Problem: In the piece about the quiet Iowa cornfield below, write out word for word the part starting with "How much longer, do" and going on through "are too quiet.".

Passage:
A recent piece on NPR reports on the observations of a science writer Craig Childs, who camped for a long weekend in a 300-acre Iowa cornfield to see what is living there. Childs was inspired by the work of photographer David Liittschwager, “who spent a few years traveling the world, dropping one-cubic-foot metal frames into gardens, streams, parks, forests, oceans, and then photographing whatever, or whoever came through.” In the upper reaches of a Strangler fig tree in Costa Rica, for example, Liittschwager recorded more than 150 different plants and animals living in or passing through that one square foot.
But in the corn field, Childs reports:
"I listened and heard nothing, no bird, no click of insect."
There were no bees. The air, the ground, seemed vacant. He found one ant "so small you couldn't pin it to a specimen board." A little later, crawling to a different row, he found one mushroom, "the size of an apple seed." Then, later, a cobweb spider eating a crane fly (only one). A single red mite "the size of a dust mote hurrying across the barren earth," some grasshoppers, and that's it. Though he crawled and crawled, he found nothing else.
"It felt like another planet entirely," he said, a world denuded.
Yet, 100 years ago, these same fields, these prairies, were home to 300 species of plants, 60 mammals, 300 birds, hundreds and hundreds of insects. This soil was the richest, the loamiest in the state. And now, in these patches, there is almost literally nothing but one kind of living thing. We've erased everything else.
It made me think about the similarly pesticide-drenched corn fields that now stretch from Lihue to Mana, and the sugar cane plantations that preceded them, and the tremendous diversity of Hawaii's original native landscape, which has been largely diminished and silenced, just like the Great Plains.
How much longer, do you suppose, can we live apart like this, separating ourselves from the beautiful, complex workings of the world, destroying anything and everything that gets in our way?
And given the magic of a bee turning nectar into honey, a spider spinning a web, a bird weaving a nest, why do we even want to?
As Robert Krulwich concludes in his piece for NPR:
There's something strange about a farm that intentionally creates a biological desert to produce food for one species: us. It's efficient, yes. But it's so efficient that the ants are missing, the bees are missing, and even the birds stay away. Something's not right here. Our cornfields are too quiet.

(Spatial location data)
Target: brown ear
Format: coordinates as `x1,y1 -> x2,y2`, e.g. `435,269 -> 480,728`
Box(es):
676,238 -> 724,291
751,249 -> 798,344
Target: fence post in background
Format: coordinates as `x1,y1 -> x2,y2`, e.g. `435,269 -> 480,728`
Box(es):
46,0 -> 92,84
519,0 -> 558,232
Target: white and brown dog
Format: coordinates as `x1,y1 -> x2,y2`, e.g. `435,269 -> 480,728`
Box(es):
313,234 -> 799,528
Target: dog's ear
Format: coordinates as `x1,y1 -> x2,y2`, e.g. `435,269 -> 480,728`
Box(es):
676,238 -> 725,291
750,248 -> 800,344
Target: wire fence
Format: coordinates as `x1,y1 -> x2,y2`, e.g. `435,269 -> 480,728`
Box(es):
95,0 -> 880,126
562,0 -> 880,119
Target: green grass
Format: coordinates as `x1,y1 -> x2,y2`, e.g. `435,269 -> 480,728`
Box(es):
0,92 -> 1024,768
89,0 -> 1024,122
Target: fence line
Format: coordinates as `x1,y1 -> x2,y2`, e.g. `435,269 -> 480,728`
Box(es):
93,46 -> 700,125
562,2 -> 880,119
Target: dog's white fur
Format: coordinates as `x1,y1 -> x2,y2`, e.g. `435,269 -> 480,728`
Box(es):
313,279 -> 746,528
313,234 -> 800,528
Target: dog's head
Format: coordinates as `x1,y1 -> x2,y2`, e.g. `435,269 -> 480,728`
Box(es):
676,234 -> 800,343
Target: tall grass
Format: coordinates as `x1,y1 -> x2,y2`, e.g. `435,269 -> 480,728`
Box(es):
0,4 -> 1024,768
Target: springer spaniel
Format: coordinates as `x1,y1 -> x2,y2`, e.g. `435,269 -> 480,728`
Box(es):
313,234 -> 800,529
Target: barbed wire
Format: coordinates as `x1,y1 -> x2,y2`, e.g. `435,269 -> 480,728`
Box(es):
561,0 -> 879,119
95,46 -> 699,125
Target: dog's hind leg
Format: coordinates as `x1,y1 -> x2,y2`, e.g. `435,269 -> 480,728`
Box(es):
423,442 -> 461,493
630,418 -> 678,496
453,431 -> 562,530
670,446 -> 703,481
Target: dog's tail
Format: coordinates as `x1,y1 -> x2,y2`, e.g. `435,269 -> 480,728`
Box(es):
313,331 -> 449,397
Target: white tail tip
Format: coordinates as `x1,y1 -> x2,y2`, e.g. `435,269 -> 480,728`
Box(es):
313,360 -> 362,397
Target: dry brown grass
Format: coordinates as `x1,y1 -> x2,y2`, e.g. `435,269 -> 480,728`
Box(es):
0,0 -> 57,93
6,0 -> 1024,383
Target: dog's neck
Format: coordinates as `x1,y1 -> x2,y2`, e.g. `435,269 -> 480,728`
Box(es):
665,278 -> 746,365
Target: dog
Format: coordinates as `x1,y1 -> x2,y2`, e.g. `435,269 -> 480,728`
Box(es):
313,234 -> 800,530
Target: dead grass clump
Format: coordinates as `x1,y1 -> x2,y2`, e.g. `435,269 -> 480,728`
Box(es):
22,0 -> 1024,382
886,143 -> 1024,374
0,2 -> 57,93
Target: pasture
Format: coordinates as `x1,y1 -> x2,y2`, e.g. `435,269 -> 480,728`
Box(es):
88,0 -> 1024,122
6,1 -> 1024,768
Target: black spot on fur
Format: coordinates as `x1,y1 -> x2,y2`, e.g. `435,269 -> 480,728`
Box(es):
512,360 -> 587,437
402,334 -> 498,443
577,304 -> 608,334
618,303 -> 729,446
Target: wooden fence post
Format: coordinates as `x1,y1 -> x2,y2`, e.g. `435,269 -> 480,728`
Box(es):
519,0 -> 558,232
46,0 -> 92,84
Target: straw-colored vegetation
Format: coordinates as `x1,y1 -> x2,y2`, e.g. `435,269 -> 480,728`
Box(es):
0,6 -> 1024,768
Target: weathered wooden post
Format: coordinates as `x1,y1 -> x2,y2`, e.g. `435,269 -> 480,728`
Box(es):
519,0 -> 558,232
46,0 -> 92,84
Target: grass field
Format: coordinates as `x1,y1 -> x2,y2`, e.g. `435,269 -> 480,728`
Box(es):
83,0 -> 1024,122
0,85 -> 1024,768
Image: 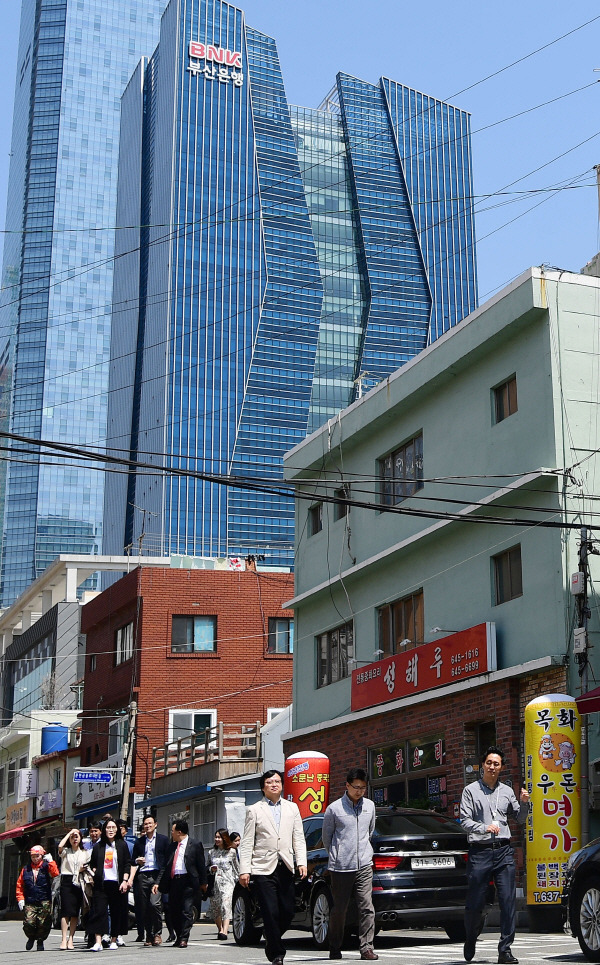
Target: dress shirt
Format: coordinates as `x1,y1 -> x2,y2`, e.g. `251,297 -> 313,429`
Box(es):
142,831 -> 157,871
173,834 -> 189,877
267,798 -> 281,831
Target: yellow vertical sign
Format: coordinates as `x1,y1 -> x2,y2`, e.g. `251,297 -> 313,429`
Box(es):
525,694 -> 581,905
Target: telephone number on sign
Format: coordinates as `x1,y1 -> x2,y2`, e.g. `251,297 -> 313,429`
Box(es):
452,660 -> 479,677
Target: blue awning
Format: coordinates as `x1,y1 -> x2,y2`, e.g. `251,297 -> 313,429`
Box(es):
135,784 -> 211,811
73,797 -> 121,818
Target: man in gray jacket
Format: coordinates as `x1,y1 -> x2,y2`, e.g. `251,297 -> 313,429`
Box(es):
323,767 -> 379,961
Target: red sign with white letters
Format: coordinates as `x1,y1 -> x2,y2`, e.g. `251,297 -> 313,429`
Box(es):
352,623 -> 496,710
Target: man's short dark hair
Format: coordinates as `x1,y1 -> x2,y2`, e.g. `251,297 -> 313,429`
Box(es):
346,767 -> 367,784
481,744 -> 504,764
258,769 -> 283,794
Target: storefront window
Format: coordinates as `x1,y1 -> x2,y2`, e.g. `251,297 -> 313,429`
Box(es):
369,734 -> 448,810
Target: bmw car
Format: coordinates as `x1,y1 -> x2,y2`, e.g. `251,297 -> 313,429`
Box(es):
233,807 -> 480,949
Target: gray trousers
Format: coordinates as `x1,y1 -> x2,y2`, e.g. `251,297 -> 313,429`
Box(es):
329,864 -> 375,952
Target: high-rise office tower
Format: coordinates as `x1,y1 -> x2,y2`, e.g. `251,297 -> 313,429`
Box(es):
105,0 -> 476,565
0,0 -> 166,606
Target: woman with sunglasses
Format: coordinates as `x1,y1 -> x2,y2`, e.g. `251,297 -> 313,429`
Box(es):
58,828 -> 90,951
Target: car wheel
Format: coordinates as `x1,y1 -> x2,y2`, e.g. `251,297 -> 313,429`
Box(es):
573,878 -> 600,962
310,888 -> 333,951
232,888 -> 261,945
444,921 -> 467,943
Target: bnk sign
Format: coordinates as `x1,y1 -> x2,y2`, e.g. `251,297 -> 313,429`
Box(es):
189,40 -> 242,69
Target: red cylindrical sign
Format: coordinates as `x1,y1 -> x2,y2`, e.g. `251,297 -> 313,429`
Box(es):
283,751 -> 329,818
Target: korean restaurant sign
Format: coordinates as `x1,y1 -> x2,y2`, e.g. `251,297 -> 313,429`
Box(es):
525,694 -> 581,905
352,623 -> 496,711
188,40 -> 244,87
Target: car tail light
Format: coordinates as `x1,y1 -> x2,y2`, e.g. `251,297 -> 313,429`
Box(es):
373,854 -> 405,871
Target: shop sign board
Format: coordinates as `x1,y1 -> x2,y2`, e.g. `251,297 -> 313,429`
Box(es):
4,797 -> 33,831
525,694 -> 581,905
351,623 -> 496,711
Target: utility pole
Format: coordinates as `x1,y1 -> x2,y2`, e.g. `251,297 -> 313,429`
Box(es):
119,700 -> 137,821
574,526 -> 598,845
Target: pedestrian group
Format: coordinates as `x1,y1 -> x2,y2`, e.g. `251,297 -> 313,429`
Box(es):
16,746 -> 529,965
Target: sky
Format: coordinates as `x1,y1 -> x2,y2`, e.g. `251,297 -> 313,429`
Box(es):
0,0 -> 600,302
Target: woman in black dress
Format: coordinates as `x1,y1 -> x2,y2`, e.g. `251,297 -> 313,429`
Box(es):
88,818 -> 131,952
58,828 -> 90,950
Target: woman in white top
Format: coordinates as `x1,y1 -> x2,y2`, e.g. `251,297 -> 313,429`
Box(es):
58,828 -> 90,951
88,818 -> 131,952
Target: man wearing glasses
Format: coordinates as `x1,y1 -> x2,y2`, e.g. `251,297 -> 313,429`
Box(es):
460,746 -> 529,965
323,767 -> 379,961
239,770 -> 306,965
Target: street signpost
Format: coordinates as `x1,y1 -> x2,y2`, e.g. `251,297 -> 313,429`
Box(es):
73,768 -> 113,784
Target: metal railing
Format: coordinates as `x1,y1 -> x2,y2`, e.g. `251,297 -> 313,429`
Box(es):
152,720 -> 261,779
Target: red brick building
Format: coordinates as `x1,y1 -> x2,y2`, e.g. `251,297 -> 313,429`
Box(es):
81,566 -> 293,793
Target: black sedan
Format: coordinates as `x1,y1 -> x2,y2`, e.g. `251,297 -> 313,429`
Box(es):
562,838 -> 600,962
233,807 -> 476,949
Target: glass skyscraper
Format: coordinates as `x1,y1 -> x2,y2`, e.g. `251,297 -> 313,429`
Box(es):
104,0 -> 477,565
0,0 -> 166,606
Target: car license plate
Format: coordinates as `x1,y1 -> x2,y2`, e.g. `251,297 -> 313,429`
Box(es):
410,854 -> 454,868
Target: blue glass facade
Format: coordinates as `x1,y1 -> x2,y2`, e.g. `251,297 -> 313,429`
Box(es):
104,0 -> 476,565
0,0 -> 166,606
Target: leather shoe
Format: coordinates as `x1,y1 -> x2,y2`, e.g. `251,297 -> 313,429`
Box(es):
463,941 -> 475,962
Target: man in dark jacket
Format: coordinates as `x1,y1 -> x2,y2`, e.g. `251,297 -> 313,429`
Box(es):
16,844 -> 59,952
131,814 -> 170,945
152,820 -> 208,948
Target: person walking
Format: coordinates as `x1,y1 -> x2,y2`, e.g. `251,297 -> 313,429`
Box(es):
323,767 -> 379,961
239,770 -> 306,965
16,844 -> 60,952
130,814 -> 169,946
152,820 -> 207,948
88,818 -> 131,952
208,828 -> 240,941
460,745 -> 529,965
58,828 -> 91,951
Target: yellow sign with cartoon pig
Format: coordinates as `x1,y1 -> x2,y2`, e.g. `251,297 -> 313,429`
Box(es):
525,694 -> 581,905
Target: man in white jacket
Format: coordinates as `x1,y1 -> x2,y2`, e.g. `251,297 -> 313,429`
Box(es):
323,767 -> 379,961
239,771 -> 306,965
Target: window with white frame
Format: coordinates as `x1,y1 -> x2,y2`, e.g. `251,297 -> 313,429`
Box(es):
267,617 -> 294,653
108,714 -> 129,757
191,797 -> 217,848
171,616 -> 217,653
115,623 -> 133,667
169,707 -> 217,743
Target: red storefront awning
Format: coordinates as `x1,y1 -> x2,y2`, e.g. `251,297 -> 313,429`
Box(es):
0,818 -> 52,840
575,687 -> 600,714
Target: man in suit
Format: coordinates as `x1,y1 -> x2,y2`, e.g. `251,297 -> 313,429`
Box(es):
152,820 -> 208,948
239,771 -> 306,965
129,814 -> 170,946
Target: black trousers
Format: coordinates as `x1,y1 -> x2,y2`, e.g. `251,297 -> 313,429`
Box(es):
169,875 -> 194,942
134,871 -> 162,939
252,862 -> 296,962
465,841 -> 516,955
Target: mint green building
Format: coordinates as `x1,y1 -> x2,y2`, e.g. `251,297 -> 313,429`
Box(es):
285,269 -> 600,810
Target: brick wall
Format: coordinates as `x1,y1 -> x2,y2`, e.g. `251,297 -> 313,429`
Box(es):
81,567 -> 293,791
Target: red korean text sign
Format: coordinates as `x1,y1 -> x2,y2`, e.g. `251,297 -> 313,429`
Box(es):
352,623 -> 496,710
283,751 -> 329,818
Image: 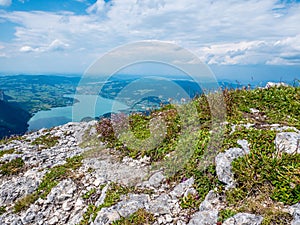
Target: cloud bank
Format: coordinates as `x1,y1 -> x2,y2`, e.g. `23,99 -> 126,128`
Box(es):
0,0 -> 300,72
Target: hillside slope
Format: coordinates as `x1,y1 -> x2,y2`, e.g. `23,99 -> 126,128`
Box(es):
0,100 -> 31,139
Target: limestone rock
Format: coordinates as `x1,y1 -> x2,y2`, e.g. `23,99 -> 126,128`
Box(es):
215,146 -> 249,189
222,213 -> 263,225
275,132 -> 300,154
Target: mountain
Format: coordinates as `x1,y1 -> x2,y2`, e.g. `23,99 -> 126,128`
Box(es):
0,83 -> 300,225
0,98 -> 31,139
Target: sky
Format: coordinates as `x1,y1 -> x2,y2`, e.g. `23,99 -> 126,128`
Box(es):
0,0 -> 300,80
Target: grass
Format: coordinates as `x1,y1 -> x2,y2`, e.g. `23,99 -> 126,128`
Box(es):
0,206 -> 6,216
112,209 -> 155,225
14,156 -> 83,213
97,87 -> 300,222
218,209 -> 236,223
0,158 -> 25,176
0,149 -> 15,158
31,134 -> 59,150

Answer for the task:
How much longer, do you suppose, can we live apart like this, separating ourselves from the beautiful, complex workings of the world, destroying anything and everything that gets in our way?
And given the magic of a bee turning nectar into honey, a spider spinning a web, a bird weaving a nest, why do we even want to?
As Robert Krulwich concludes in his piece for NPR:
There's something strange about a farm that intentionally creates a biological desert to produce food for one species: us. It's efficient, yes. But it's so efficient that the ants are missing, the bees are missing, and even the birds stay away. Something's not right here. Our cornfields are too quiet.